_Problem to work on:_ Count the lines in the data below that contain the word "glass". Give only the number.

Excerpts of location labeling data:
----

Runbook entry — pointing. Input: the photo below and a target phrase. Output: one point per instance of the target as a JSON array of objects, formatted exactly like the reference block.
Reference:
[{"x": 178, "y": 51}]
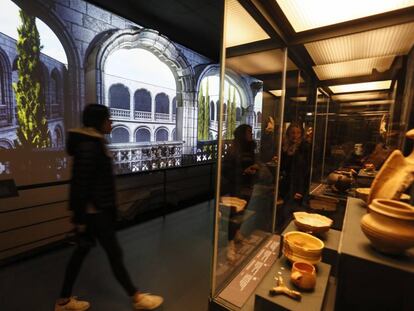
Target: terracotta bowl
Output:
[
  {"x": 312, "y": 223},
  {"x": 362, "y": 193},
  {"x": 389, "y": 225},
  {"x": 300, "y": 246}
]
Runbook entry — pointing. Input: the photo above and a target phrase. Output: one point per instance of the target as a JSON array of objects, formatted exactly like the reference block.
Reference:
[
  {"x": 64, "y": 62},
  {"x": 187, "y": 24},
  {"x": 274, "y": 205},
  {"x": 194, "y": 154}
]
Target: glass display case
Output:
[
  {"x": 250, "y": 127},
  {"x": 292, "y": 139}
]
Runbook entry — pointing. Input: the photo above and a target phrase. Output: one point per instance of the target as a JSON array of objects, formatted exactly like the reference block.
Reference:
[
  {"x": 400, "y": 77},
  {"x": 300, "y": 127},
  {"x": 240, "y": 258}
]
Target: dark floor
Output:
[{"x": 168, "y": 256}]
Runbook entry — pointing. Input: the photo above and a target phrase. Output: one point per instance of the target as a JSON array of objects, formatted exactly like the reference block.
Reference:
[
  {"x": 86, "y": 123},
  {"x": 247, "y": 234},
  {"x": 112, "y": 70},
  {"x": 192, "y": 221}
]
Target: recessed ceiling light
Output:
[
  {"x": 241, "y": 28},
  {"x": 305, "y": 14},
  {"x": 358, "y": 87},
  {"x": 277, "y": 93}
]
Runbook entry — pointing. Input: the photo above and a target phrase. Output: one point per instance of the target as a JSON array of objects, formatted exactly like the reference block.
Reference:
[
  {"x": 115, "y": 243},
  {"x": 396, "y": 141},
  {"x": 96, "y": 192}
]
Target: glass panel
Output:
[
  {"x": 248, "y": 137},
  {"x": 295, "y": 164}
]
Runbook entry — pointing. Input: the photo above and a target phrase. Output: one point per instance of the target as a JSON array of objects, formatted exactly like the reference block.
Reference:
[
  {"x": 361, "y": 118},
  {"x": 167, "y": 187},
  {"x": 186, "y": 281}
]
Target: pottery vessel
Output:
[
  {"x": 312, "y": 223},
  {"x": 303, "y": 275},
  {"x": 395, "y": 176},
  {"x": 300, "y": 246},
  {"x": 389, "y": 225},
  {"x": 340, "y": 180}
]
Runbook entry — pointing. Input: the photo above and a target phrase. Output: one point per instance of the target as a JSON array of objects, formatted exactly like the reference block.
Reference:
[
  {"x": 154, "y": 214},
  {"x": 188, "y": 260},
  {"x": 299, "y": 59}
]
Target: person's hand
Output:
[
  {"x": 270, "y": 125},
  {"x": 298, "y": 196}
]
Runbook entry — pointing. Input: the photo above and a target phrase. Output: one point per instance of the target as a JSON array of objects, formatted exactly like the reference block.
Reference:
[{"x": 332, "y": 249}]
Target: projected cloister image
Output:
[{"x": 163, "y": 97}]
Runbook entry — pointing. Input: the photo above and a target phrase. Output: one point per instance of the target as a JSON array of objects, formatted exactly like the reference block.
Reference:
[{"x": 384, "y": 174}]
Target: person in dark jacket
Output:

----

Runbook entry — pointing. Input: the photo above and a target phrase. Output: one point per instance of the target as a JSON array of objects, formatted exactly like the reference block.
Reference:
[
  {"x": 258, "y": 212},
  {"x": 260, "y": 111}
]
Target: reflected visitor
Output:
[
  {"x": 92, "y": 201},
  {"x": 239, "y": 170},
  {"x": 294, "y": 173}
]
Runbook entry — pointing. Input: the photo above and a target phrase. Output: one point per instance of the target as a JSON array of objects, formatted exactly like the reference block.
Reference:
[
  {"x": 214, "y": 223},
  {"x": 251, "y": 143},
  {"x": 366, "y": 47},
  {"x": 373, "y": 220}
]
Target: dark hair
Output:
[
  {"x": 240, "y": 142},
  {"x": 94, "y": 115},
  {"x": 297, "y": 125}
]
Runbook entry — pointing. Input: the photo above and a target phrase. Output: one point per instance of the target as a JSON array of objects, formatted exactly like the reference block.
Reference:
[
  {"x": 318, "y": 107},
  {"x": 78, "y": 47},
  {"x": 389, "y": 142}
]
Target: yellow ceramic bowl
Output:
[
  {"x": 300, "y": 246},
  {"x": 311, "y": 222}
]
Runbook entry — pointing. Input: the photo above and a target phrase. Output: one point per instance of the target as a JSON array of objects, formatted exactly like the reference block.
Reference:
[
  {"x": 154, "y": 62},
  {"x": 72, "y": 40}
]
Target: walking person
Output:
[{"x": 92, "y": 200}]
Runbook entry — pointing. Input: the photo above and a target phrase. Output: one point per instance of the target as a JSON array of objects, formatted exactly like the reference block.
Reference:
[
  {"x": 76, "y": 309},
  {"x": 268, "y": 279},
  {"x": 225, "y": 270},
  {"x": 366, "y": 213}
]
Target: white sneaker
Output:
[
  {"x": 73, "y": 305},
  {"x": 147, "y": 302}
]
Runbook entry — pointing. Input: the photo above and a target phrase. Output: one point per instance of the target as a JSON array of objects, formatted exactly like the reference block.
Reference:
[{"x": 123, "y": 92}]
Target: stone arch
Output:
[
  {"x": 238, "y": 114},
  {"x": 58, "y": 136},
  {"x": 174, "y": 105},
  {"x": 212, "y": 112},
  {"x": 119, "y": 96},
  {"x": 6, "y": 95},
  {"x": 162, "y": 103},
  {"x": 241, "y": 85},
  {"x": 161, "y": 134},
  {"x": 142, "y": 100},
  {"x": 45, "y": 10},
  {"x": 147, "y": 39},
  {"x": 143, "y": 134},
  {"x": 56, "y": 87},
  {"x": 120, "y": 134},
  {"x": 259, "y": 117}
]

----

_Solution for this problem:_ 2